▸ **Problem description**
The data must be returned in full and exactly as given.

▸ **Information supplied**
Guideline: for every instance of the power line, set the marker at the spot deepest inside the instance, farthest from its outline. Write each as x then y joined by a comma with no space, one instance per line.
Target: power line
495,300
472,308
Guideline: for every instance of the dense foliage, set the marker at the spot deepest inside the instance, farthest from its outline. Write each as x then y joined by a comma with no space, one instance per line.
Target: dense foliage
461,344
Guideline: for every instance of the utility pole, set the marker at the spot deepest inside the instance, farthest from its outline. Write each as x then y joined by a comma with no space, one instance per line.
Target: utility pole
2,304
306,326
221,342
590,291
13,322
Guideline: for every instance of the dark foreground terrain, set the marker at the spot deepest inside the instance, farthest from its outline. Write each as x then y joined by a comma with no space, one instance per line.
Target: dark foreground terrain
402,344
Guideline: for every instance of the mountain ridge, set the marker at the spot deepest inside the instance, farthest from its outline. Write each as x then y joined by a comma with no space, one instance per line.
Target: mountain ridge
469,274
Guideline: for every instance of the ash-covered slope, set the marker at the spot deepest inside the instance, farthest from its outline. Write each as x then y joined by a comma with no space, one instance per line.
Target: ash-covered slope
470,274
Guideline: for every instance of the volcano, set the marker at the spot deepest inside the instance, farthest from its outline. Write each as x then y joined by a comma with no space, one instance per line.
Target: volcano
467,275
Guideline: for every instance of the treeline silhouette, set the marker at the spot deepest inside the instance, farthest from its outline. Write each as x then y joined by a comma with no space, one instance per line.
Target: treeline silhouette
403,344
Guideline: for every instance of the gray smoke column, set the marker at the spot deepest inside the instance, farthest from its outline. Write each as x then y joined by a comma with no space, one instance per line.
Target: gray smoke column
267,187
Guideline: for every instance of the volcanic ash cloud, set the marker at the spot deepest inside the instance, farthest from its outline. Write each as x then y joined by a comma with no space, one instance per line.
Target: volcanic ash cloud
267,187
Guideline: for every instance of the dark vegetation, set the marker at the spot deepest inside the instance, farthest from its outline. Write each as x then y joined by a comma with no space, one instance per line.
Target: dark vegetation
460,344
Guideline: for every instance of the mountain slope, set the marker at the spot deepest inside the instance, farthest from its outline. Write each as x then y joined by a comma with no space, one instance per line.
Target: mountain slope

▸ **Exercise solution**
Guideline: for every instance of the power line, set the marker at the spot deepest inside the instance, farthest from its outline. Write each as x then y joined by a comma with no space, one instance per line.
Target: power line
495,300
472,308
Guideline: for every instance of the dense foliage, set the marker at the spot deepest inside the instance, farthest from its outline. Write each as x then y joined by a comma with no space, one instance per line.
Target: dense foliage
461,344
Guideline: for every instance of the utility pole, set the marker at the spot deepest inside the instance, farthest from its outline. Write each as x then y joined by a comma with no space, one instance per line.
Target: utility pole
2,304
306,326
221,342
590,291
13,322
Guideline: for every instance of the dark foreground terrain, set the marker at the spot deepest inside the instance, farthest from its outline. Write each as x then y joined by a comma with no space, one instance per line.
Target: dark foreground terrain
402,344
Guideline: for every instance of the mountain ridge, set the marker at the spot deepest inside the instance, farthest from its outline. Write each as x then y joined by a comma with no space, one instance per line.
Target: mountain ridge
469,274
Guideline: for every instance of the ash-covered slope, set the marker at the spot deepest inside the instance, farthest from its outline. Write each as x then y joined by a comma with no space, one instance per line.
Target: ash-covered slope
470,274
Guideline: for every instance of the volcano, set the marker at the spot deepest inside the instance, farthest from its outline. Write each as x then y joined by a comma with no space, one instance per line.
Target: volcano
467,275
Guideline: for every instance of the treeline silhouette, set the marker at the spot deepest inside the instance, farthest from its outline. Write each as x then y joined by a comma with no space, one instance per line.
Target: treeline silhouette
403,344
Guideline: for every instance of the gray smoke column, set the marker at the spot deepest inside the instance, farthest from its outline. Write each as x then y joined by a comma with no space, one instance per line.
Target: gray smoke column
267,187
Guideline: for every instance of the volcanic ash cloud, set the marker at the spot deepest inside the instance, farthest from its outline. Write each as x then y joined by a comma with no space, one instance per line.
Target: volcanic ash cloud
267,187
Guideline: for every instance of the dark vegetation, set the marker at the spot deepest inside the instance, farthest from its outline. Write each as x then y joined by a comma with no space, one instance per line.
Target: dark vegetation
460,344
Guideline: for every instance of the mountain slope, set the marker at the spot deepest inside the instance, farthest from its outline. Write each as x then y joined by a comma with no space, one instance per line.
Target: mountain slope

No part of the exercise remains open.